▶ **Selected text**:
■ ■ ■ ■ ■

The material in this Safety Moment has been extracted from the ebook Safety in Design.
For many process and energy facilities fires and explosions represent the greatest potential for a catastrophic event. Hence it is vital that those responsible for the design and operation of these facilities have a proper understanding of the terms ‘Flammable Limit’ and ‘Flash Point’. Yet, all too frequently, these terms are used rather loosely and inaccurately. For example, many publications refer to a ‘Fire Triangle’ such as that shown below.
Triangles such as this say that there are three requirements for a fire: Fuel, Air (oxygen) and Heat. This is incorrect. The three requirements are: Fuel, Air (oxygen) and Temperature. (Heat is an extensive property, temperature is an intensive property.) This may sound like nit-picking, but it is not. The temperature of a fuel / oxygen mixture has to be within a certain range for that mixture to burn.
Another limitation of the fire triangle is that it does not take into account the fact that the fuel and flammable material have to be within the flammable range, otherwise they will not burn.
A simple fire triangle may be useful for basic education into the principles of fires, explosions and fire-fighting, but it is insufficient for those charged with designing and operating process and energy facilities.
Not all fuel vapor / oxygen mixtures will burn — the concentrations have to lie within the flammable range, which has upper and lower limits for the concentrations of the fuel in the vapor space. The flammability limits vary according to many factors, particularly the pressure and temperature of the mixture and the presence of inert components such as steam, carbon dioxide or nitrogen.

■ ■ ■ ■ ■

▶ **Records**:
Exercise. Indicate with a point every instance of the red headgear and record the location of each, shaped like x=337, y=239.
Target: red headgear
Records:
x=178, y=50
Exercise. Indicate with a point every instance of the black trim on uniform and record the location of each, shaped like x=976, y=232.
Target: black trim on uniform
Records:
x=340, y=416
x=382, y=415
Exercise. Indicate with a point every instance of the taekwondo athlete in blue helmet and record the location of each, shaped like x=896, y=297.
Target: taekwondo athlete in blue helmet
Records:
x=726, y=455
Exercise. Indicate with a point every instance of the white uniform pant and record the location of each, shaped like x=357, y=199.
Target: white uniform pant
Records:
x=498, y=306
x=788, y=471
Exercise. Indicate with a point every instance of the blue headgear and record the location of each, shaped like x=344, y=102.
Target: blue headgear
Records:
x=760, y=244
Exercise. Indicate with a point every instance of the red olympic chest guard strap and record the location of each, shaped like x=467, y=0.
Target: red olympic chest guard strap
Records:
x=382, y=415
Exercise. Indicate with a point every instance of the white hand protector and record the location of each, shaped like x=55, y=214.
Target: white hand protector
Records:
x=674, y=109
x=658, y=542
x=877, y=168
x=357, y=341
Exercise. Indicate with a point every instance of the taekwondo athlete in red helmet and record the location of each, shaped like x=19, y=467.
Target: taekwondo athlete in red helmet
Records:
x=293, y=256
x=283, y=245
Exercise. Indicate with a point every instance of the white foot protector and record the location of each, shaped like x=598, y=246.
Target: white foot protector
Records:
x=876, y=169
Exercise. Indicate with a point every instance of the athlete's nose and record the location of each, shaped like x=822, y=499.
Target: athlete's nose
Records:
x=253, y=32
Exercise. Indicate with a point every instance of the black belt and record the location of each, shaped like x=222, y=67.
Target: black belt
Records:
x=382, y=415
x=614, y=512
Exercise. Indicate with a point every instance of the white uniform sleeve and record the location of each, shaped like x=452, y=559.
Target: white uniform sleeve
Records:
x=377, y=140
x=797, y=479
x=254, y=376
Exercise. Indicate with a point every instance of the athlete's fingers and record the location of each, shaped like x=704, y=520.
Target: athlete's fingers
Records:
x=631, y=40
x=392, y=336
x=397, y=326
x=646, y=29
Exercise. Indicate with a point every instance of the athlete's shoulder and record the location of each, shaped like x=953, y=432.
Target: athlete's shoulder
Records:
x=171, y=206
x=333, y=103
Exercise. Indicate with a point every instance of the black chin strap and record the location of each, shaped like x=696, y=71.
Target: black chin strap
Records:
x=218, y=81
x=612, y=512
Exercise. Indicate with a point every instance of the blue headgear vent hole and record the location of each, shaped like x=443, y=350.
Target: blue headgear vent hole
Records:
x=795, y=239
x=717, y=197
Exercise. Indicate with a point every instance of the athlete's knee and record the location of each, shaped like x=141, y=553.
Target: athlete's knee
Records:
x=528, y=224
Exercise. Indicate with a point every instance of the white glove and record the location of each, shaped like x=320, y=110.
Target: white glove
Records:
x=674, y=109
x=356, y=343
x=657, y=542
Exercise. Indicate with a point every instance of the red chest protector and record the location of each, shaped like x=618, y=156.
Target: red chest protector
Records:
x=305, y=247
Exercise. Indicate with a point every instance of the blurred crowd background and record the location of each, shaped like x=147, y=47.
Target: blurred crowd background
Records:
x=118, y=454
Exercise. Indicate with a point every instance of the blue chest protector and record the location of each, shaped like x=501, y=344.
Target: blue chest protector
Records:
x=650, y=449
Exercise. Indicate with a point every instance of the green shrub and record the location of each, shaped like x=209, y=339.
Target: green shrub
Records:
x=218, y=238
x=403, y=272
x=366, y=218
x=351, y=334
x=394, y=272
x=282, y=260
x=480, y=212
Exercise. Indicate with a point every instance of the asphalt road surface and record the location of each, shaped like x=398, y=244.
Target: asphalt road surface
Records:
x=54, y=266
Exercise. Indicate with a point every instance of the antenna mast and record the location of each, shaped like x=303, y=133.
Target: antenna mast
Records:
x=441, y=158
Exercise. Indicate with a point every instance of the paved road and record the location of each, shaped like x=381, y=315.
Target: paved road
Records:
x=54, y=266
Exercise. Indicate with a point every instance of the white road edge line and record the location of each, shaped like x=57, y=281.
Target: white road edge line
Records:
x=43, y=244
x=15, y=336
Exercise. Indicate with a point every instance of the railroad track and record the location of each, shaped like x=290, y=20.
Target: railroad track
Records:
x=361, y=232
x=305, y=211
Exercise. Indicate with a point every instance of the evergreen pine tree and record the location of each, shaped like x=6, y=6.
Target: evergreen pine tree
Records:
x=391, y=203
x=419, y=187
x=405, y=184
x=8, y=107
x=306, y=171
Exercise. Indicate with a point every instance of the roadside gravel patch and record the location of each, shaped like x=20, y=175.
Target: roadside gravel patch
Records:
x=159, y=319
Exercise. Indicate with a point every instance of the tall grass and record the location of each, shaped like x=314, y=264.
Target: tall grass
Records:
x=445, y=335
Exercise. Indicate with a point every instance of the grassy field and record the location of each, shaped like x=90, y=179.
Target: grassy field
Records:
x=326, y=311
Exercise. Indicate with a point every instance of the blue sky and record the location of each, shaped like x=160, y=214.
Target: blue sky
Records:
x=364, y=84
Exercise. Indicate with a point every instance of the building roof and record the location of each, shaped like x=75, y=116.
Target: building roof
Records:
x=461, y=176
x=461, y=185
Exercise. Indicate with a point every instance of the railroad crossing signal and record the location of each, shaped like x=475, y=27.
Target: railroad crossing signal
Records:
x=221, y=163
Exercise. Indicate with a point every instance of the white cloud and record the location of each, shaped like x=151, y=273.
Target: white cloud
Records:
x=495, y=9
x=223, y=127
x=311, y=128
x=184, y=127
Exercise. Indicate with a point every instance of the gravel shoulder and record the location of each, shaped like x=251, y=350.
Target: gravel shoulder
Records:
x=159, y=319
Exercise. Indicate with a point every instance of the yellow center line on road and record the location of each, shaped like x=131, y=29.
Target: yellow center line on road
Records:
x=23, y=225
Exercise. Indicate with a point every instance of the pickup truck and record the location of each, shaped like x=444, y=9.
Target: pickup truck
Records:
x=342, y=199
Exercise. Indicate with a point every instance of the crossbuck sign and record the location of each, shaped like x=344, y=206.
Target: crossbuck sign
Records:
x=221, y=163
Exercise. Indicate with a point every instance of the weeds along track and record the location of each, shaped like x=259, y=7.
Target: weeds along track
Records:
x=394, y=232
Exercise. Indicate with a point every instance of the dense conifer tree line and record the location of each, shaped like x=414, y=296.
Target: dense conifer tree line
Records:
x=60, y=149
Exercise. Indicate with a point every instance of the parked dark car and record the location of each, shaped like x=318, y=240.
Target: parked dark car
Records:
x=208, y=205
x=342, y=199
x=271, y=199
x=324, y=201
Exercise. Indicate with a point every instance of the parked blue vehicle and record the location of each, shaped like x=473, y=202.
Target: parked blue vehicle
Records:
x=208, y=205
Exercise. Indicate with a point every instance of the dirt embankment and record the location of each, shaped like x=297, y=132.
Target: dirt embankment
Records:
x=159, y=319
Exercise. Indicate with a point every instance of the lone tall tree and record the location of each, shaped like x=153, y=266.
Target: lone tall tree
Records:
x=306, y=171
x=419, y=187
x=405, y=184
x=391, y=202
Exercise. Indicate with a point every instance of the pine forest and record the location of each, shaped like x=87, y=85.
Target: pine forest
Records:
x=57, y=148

■ ■ ■ ■ ■

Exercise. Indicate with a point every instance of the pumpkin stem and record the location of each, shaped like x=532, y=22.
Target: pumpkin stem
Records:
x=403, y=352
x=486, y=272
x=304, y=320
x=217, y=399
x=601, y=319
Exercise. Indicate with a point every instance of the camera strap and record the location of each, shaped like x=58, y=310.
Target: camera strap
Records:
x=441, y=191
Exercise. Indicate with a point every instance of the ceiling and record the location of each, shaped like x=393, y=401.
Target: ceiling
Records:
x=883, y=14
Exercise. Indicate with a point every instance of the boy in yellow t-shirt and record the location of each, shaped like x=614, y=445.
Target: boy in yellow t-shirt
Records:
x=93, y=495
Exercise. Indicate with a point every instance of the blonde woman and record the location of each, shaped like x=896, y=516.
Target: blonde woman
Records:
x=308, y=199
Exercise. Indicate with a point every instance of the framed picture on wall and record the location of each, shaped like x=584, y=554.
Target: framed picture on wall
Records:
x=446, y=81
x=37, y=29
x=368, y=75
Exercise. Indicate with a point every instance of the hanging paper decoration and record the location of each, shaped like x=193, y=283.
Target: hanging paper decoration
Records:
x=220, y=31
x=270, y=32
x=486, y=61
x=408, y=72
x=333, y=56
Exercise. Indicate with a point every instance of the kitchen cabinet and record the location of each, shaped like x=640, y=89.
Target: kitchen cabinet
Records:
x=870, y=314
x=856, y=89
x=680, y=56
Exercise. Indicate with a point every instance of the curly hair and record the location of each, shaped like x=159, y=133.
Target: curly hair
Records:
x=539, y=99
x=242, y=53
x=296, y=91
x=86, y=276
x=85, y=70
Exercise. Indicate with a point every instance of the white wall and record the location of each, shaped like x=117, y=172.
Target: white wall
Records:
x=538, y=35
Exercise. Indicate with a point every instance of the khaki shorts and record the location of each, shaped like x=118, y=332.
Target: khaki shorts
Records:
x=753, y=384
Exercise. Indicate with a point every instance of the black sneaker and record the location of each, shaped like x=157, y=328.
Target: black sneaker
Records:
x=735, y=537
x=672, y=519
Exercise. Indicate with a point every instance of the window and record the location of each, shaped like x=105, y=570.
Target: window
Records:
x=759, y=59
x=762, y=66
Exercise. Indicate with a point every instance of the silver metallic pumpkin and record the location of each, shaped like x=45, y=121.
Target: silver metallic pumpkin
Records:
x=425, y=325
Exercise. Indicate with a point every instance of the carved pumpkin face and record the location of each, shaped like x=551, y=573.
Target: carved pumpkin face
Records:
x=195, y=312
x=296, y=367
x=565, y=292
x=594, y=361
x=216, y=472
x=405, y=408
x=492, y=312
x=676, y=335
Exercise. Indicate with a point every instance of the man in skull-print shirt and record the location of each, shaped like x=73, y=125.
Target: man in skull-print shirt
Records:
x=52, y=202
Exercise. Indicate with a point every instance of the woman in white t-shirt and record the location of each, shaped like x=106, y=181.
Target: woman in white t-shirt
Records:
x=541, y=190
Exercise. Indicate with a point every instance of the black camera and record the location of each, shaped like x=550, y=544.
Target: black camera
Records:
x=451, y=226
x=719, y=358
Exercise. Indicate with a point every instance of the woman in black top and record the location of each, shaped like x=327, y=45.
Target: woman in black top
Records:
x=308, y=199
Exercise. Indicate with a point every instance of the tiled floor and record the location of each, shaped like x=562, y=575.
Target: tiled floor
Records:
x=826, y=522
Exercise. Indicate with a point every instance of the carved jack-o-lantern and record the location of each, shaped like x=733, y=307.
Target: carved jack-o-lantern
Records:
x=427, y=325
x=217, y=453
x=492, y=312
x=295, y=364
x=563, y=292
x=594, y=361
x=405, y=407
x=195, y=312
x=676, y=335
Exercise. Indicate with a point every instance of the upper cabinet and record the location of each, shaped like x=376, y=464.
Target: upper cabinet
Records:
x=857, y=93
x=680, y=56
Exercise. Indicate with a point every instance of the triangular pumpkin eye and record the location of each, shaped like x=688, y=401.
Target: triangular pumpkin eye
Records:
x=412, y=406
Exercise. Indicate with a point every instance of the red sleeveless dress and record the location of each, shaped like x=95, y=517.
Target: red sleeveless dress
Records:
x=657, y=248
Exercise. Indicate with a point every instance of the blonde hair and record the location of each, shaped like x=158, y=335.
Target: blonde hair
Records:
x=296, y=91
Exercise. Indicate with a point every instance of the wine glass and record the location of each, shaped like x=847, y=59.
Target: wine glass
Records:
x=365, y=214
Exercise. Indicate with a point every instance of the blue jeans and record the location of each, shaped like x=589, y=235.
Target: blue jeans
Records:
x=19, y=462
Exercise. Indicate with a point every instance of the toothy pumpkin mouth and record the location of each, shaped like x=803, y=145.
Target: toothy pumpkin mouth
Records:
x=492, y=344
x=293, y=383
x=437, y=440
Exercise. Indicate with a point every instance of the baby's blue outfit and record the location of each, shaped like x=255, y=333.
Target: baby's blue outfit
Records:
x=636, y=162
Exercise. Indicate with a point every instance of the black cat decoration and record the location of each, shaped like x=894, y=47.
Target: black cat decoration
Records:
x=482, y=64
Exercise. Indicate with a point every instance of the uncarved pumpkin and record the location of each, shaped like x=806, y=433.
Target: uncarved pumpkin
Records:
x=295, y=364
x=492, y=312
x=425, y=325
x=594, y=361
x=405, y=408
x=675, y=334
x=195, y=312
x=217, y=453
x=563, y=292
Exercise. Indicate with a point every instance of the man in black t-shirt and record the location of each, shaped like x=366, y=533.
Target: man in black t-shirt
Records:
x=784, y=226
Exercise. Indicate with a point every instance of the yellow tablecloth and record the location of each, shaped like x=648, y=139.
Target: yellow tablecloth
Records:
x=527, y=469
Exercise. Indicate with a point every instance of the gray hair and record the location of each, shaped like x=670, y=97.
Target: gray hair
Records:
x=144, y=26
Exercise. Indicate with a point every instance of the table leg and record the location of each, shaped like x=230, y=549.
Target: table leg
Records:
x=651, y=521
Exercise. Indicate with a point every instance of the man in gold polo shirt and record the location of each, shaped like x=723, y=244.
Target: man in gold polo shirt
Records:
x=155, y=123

■ ■ ■ ■ ■

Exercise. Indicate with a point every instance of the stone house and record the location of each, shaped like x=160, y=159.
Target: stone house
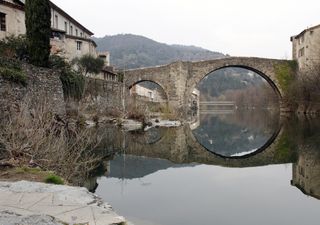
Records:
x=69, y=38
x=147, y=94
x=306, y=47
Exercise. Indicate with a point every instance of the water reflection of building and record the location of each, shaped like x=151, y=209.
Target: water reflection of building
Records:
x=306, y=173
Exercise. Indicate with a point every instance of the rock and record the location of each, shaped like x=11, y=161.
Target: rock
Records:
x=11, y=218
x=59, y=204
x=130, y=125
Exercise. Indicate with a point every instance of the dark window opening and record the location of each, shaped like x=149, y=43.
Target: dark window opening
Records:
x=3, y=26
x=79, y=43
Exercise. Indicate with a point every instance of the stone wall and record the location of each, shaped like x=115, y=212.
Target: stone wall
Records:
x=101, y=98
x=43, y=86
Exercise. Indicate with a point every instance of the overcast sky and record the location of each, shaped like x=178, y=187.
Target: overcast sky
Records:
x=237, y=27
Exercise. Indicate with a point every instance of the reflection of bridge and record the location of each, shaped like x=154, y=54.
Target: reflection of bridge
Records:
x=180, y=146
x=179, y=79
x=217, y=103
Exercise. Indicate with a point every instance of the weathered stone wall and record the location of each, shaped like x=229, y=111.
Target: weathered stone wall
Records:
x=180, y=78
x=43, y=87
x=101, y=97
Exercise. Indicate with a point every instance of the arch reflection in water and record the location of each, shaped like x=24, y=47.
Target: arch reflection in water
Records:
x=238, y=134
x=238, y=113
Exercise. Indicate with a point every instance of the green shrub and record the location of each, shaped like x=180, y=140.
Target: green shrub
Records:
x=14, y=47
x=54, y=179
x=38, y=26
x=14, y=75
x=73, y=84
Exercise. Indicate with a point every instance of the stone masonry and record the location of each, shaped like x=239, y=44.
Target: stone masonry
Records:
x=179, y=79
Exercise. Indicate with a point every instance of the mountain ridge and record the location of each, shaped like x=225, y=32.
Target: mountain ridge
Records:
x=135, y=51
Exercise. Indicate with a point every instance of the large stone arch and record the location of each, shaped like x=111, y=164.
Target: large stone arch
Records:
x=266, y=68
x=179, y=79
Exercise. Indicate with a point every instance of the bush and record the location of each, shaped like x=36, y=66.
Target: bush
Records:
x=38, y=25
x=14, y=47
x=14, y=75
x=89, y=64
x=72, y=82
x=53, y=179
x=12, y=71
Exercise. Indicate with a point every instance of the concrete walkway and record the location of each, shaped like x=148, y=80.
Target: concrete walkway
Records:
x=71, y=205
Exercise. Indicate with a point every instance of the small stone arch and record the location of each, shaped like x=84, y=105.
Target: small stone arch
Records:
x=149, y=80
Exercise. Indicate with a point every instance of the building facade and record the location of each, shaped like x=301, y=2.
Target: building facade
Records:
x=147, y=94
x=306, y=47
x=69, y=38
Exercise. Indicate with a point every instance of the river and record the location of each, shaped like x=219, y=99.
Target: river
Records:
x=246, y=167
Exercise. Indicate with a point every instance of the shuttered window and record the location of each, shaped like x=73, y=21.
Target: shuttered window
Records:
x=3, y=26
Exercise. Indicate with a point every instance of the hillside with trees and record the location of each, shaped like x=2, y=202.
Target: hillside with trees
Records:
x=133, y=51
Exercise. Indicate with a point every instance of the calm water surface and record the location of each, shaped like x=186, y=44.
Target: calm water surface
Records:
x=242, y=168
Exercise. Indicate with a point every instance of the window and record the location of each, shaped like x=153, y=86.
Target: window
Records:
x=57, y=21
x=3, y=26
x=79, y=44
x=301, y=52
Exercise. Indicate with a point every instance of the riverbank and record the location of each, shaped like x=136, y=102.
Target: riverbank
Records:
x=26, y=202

■ ■ ■ ■ ■

▶ **Activity**:
According to the text on flammable limits, what are the three actual requirements for a fire?

▶ **Task result**:
Fuel, air (oxygen) and temperature.